Go through the records and give each one again exactly.

==================================================

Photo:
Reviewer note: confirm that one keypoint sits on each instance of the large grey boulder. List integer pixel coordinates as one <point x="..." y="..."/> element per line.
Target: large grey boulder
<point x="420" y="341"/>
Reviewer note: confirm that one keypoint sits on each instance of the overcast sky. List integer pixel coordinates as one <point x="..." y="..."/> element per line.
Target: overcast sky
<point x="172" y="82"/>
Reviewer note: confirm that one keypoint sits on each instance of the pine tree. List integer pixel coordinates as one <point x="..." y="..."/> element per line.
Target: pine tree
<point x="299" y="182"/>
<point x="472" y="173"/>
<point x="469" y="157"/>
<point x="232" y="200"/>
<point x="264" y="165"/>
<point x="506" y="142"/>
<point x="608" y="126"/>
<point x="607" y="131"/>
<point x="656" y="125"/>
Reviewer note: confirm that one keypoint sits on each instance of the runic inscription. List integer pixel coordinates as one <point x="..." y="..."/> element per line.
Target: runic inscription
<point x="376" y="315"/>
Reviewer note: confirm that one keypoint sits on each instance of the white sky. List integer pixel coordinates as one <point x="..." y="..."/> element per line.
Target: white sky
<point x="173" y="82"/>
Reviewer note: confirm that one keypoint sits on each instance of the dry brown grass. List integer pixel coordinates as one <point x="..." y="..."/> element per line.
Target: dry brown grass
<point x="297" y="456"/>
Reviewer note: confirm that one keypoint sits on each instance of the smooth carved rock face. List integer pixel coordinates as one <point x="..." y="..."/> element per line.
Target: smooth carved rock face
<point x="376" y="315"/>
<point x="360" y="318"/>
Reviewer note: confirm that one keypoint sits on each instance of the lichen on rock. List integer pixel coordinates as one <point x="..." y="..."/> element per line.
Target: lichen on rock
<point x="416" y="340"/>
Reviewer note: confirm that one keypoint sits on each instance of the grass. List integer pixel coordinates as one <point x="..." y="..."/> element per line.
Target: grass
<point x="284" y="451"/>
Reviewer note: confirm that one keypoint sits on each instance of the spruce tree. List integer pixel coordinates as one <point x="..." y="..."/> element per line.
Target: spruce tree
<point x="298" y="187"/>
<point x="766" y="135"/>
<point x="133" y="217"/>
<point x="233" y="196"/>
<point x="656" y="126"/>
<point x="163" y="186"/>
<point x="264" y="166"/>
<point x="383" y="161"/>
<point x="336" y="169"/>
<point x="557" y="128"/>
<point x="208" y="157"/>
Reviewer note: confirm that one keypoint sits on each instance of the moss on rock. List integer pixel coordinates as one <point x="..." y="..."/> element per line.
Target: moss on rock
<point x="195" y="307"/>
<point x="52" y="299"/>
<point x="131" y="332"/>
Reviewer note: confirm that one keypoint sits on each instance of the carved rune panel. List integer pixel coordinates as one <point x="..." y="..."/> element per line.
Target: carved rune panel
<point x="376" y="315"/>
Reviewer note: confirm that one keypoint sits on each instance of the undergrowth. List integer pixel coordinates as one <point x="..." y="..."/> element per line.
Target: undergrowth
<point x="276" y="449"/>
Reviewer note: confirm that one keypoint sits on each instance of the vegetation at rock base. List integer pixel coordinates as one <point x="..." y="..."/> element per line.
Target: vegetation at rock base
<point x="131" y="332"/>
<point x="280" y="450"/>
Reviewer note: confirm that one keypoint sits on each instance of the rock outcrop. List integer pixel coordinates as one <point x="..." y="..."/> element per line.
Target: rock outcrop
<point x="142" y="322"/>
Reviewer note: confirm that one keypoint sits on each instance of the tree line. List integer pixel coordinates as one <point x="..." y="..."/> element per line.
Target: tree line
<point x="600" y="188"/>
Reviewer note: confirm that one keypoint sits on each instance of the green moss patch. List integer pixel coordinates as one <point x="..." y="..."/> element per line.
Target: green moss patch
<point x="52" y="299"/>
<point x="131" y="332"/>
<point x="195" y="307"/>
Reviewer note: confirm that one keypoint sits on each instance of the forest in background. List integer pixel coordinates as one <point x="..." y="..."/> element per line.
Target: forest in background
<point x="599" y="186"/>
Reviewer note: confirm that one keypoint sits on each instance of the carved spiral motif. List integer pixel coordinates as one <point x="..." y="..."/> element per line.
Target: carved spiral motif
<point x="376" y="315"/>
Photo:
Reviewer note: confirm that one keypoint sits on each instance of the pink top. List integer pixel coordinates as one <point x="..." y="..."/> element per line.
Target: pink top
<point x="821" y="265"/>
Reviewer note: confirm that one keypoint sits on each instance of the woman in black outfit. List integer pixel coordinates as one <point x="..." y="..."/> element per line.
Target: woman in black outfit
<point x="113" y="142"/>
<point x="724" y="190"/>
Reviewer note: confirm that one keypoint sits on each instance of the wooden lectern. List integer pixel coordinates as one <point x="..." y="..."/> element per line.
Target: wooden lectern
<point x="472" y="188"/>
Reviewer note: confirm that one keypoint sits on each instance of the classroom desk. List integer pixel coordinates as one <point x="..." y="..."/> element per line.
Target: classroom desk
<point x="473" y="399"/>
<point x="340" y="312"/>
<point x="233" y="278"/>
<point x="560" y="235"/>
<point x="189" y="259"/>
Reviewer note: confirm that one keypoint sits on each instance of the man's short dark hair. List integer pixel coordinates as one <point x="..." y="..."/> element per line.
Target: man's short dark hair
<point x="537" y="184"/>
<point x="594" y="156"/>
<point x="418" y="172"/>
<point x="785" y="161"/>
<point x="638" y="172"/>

==================================================

EXERCISE OUTPUT
Photo:
Reviewer note: confirm that one keypoint sits on each instance of the large grey boulder. List integer pixel coordinates as one <point x="..." y="..."/> element per line.
Target: large grey boulder
<point x="420" y="341"/>
Reviewer note: confirm that one keypoint sits on each instance of the overcast sky. List integer pixel coordinates as one <point x="..." y="..."/> element per line.
Target: overcast sky
<point x="172" y="82"/>
Reviewer note: confirm that one keypoint sits on each instance of the pine tree. List integer pixel coordinates as one <point x="..." y="..."/> element per line.
Target: pine tree
<point x="299" y="182"/>
<point x="472" y="173"/>
<point x="469" y="157"/>
<point x="232" y="200"/>
<point x="264" y="165"/>
<point x="506" y="142"/>
<point x="608" y="126"/>
<point x="607" y="131"/>
<point x="656" y="125"/>
Reviewer note: confirm that one keypoint sits on each instance of the runic inscription. List integer pixel coordinates as one <point x="..." y="..."/> element per line.
Target: runic inscription
<point x="376" y="315"/>
Reviewer note: confirm that one keypoint sits on each instance of the white sky. List integer pixel coordinates as one <point x="..." y="..."/> element per line.
Target: white sky
<point x="173" y="82"/>
Reviewer note: confirm that one keypoint sits on each instance of the dry brown grass. List integer pixel coordinates as one <point x="..." y="..."/> element per line.
Target: dry brown grass
<point x="297" y="456"/>
Reviewer note: confirm that one keypoint sits on each instance of the smooth carved rock face. List integer pixel coordinates as one <point x="..." y="..."/> element per line.
Target: smooth carved rock face
<point x="376" y="315"/>
<point x="360" y="318"/>
Reviewer note: confirm that one keypoint sits on each instance of the lichen on rock. List integer pixel coordinates as one <point x="..." y="..."/> element per line.
Target: lichen on rock
<point x="416" y="340"/>
Reviewer note: confirm that one keypoint sits on each instance of the grass. List integer pixel coordinates as one <point x="..." y="..."/> element per line.
Target: grass
<point x="284" y="451"/>
Reviewer note: confirm that one keypoint sits on each instance of the spruce tree. List integer pixel coordinates as one <point x="..." y="..."/> element per line.
Target: spruce tree
<point x="298" y="187"/>
<point x="766" y="135"/>
<point x="133" y="217"/>
<point x="233" y="196"/>
<point x="656" y="126"/>
<point x="163" y="186"/>
<point x="264" y="166"/>
<point x="383" y="161"/>
<point x="336" y="169"/>
<point x="557" y="128"/>
<point x="208" y="157"/>
Reviewer note: confirm that one keypoint sits on each instance of the moss on rock. List integer pixel coordinates as one <point x="..." y="..."/> element per line.
Target: moss on rock
<point x="195" y="307"/>
<point x="52" y="299"/>
<point x="131" y="332"/>
Reviewer note: confirm that one keypoint sits on each instance of the carved rune panel. List integer pixel coordinates as one <point x="..." y="..."/> element per line.
Target: carved rune panel
<point x="376" y="315"/>
Reviewer note: confirm that one keypoint sits on each instance of the undergrowth. List integer pixel coordinates as one <point x="..." y="..."/> element per line.
Target: undergrowth
<point x="276" y="449"/>
Reviewer note: confirm that one keypoint sits on each instance of the vegetation at rock base. List integer pixel coordinates as one <point x="..." y="..."/> element per line.
Target: vegetation at rock base
<point x="131" y="332"/>
<point x="280" y="450"/>
Reviewer note: confirm that one keypoint sits on each instance of the rock outcrop. List integer pixel coordinates as one <point x="..." y="..."/> element per line.
Target: rock outcrop
<point x="142" y="322"/>
Reviewer note: confirm that one keypoint sits on each instance of the tree line. List integer pixel coordinates as one <point x="..." y="..."/> element per line.
Target: tree line
<point x="600" y="188"/>
Reviewer note: confirm that one keypoint sits on each instance of the green moss patch. List integer pixel coordinates as one <point x="..." y="..."/> element per line.
Target: green moss patch
<point x="52" y="299"/>
<point x="131" y="332"/>
<point x="195" y="307"/>
Reviewer note: confirm that one keypoint sits on each instance of the forest in background. List integer pixel coordinates as one <point x="..." y="..."/> element per line.
Target: forest in background
<point x="599" y="186"/>
Reviewer note: confirm that one keypoint sits on each instance of the carved spiral motif. List integer pixel coordinates as one <point x="..." y="..."/> element per line.
Target: carved spiral motif
<point x="376" y="315"/>
Photo:
Reviewer note: confirm that one keypoint sits on each instance of the pink top. List integer pixel coordinates as one <point x="..." y="..."/> element per line.
Target: pink top
<point x="821" y="265"/>
Reviewer note: confirm that one keypoint sits on each instance of the woman in black outfit. List integer pixel coordinates as one <point x="..." y="..."/> element per line.
Target: woman in black outfit
<point x="113" y="142"/>
<point x="724" y="190"/>
Reviewer note: confirm that one keypoint sits on each instance of the wooden lectern. List integer pixel coordinates as one <point x="..." y="..."/> element per line.
Target: wooden lectern
<point x="472" y="188"/>
Reviewer note: confirm that one keypoint sits on each instance of the classroom desk. List integer pixel coordinates as one <point x="..." y="..."/> element per line.
Target: classroom desk
<point x="473" y="399"/>
<point x="340" y="312"/>
<point x="233" y="278"/>
<point x="560" y="235"/>
<point x="189" y="259"/>
Reviewer note: confirm that one keypoint sits on each instance of the man's short dark hair. List integer pixel coordinates as one <point x="..." y="..."/> element per line.
Target: man's short dark hair
<point x="537" y="184"/>
<point x="594" y="156"/>
<point x="418" y="172"/>
<point x="785" y="161"/>
<point x="638" y="172"/>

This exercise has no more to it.